• YOUR INSTRUCTIONS: For the records below, count the lines containing the word "distant" and reply with the number alone.

* * * * * * * * *

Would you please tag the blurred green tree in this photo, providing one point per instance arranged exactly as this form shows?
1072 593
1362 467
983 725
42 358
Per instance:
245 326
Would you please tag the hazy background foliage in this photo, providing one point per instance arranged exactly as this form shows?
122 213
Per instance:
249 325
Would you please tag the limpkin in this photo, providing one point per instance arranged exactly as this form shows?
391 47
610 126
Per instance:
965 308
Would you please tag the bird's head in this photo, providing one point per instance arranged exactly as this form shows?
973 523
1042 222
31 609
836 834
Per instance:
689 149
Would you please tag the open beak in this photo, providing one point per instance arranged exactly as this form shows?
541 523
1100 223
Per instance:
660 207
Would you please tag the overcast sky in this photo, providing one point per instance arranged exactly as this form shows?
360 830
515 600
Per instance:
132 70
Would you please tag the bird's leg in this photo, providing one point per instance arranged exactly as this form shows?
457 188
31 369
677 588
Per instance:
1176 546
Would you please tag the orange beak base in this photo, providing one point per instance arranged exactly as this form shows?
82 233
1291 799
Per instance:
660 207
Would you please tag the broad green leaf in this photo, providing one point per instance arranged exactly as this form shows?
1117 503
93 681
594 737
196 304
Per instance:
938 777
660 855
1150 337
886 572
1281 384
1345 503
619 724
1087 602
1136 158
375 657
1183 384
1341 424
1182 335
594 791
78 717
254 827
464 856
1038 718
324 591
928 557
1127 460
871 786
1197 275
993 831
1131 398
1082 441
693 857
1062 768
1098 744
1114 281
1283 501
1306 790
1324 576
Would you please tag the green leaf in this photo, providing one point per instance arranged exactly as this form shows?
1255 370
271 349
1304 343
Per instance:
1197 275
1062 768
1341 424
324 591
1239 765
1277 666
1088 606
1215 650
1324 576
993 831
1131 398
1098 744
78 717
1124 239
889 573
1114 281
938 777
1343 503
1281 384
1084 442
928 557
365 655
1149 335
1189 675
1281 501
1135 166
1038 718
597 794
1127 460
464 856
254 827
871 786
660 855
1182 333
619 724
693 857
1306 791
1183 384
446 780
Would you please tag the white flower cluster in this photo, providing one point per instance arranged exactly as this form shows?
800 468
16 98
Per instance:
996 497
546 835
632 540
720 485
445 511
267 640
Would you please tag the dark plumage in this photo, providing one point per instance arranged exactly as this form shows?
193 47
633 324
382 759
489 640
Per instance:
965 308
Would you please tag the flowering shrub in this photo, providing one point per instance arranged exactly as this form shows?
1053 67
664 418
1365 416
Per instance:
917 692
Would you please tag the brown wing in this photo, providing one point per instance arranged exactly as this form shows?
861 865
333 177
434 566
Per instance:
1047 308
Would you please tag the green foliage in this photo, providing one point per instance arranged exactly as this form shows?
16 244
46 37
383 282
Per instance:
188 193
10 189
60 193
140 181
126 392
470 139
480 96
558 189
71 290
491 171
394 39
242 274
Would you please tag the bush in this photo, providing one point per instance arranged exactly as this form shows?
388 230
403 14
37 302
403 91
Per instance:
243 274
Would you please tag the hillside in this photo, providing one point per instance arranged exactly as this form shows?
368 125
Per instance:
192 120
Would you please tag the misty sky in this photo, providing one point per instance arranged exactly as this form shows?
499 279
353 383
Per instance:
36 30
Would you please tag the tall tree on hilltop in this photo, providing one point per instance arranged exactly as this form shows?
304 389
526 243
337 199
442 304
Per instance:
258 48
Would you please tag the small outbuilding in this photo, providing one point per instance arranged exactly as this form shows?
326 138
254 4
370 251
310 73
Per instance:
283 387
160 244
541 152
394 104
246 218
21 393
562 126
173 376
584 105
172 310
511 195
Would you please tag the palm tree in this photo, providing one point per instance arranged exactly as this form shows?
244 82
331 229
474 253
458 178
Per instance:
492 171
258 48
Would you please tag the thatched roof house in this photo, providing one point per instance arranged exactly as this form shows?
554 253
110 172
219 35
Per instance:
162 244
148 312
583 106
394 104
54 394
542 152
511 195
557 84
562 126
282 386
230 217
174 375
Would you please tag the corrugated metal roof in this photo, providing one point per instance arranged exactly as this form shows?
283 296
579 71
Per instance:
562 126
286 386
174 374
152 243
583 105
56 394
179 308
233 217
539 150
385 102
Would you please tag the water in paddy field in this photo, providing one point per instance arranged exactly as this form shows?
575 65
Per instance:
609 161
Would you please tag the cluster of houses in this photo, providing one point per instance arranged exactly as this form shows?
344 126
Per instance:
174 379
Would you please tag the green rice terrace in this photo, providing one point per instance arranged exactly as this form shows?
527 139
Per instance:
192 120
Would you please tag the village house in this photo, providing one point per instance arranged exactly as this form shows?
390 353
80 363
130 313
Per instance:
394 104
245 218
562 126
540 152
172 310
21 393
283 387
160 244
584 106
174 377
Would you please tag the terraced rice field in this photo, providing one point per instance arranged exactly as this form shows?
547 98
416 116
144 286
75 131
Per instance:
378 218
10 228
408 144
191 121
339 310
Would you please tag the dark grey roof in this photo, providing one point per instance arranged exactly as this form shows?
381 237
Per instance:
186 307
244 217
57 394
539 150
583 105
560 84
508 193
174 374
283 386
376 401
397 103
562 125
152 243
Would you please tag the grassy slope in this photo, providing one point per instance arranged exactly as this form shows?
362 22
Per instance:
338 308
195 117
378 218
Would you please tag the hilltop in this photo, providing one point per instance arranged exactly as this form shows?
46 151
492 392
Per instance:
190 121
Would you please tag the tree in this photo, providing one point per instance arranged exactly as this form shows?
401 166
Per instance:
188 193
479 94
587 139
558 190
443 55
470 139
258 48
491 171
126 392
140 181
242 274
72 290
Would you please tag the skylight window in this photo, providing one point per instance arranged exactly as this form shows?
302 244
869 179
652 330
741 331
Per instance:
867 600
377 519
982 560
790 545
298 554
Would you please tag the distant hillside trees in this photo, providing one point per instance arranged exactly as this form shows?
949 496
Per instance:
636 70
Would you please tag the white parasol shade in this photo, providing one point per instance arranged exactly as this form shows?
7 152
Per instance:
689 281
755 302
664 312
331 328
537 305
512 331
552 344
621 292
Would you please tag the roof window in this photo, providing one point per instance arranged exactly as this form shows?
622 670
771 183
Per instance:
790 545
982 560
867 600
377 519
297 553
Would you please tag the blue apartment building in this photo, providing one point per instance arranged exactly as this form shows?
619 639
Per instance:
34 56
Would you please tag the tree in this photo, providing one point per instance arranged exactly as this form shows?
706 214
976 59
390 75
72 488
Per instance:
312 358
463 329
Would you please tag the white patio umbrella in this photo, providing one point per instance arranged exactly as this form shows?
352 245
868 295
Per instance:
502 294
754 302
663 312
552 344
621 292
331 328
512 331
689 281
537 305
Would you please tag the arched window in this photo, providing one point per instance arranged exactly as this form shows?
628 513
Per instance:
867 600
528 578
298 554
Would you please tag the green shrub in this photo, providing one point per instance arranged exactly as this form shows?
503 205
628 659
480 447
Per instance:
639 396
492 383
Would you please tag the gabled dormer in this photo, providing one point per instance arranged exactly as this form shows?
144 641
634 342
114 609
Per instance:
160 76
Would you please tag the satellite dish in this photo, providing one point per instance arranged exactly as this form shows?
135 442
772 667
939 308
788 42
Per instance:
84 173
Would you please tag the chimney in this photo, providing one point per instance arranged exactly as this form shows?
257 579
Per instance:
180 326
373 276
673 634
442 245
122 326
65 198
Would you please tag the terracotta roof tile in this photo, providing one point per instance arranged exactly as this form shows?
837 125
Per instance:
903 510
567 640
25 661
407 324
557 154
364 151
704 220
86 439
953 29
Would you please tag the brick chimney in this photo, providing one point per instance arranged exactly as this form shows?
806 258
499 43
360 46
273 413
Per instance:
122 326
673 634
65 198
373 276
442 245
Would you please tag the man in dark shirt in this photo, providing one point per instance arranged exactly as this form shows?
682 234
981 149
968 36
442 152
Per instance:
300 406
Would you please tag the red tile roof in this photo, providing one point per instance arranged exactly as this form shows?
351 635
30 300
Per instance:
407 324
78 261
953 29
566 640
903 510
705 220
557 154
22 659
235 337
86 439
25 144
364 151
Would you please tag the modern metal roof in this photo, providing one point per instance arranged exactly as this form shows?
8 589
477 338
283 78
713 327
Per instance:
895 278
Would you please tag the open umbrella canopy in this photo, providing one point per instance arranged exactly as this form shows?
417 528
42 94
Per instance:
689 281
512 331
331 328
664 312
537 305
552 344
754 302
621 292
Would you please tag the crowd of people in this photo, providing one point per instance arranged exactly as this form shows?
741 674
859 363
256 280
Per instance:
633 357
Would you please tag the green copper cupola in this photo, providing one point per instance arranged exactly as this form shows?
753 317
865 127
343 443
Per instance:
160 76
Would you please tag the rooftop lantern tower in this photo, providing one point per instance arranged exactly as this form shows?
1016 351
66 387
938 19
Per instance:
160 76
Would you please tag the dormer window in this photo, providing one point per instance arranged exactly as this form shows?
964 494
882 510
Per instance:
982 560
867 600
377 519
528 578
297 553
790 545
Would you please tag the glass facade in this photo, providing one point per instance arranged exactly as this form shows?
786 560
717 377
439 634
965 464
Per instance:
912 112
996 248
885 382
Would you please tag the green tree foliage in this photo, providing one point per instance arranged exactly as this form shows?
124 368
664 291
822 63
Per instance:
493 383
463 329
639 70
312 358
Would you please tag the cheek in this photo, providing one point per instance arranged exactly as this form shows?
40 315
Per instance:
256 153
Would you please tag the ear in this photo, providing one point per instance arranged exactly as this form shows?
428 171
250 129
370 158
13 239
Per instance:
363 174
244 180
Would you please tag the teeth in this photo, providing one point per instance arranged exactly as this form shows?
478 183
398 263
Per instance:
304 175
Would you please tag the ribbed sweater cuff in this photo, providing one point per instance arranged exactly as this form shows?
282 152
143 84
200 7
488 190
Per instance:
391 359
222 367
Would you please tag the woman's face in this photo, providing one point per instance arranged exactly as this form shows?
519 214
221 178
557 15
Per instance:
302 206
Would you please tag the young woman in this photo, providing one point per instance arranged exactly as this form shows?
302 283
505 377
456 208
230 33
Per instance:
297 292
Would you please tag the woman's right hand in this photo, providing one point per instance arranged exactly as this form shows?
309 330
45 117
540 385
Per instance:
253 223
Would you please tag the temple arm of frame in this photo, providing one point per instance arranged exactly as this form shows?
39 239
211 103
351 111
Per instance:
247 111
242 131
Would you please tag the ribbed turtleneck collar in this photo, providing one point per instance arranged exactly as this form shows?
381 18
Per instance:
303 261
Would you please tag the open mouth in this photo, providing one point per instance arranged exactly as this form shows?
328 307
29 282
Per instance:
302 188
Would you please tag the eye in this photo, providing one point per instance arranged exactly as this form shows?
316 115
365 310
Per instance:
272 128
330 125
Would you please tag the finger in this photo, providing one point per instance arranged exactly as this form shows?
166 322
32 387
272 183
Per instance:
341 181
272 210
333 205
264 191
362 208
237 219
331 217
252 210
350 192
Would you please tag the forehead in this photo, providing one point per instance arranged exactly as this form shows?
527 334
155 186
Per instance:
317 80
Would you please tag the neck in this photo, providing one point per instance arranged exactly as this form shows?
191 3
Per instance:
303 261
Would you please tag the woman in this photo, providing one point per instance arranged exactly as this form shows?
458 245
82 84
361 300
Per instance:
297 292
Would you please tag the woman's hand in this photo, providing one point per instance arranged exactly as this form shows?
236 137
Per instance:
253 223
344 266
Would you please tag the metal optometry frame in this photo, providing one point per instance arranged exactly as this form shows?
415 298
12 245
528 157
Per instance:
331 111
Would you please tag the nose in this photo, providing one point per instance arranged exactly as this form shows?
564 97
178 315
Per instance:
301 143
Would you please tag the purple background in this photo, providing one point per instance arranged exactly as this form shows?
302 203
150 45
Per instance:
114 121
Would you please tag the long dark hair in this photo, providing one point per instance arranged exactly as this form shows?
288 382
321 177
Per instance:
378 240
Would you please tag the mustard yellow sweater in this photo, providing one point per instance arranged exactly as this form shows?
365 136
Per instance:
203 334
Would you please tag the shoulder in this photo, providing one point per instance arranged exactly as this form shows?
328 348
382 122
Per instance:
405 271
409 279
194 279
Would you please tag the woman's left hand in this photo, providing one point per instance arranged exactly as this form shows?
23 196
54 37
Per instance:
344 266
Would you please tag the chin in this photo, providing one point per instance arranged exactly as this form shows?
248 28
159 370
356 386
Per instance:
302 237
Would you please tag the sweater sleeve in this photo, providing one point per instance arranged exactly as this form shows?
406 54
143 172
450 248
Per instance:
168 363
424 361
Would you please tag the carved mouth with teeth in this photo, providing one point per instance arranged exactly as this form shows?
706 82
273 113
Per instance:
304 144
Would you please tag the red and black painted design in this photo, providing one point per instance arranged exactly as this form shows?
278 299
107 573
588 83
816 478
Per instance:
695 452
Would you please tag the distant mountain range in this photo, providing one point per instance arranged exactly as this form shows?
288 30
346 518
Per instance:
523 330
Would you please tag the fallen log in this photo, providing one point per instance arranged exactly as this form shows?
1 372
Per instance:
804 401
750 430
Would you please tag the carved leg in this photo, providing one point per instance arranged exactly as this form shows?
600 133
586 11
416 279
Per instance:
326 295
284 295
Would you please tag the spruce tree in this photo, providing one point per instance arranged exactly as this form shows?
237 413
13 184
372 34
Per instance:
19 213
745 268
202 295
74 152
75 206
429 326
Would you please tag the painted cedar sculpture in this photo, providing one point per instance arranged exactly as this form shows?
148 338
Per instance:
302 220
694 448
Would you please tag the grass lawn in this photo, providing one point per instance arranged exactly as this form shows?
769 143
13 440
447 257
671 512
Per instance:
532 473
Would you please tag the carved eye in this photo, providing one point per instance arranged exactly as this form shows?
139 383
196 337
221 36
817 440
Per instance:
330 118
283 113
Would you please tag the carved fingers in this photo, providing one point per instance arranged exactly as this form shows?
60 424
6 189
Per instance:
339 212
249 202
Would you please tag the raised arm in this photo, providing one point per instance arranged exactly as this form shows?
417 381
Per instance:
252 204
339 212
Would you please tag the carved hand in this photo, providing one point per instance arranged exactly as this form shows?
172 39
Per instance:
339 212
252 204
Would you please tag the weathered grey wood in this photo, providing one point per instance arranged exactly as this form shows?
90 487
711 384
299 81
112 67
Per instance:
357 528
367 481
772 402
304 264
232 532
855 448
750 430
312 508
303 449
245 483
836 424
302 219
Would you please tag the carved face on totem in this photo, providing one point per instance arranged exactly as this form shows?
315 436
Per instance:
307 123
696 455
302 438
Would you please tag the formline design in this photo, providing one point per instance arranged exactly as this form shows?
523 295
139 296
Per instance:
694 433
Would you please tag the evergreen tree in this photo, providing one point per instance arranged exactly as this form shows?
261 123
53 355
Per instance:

* * * * * * * * *

• WRITTEN SOLUTION: 2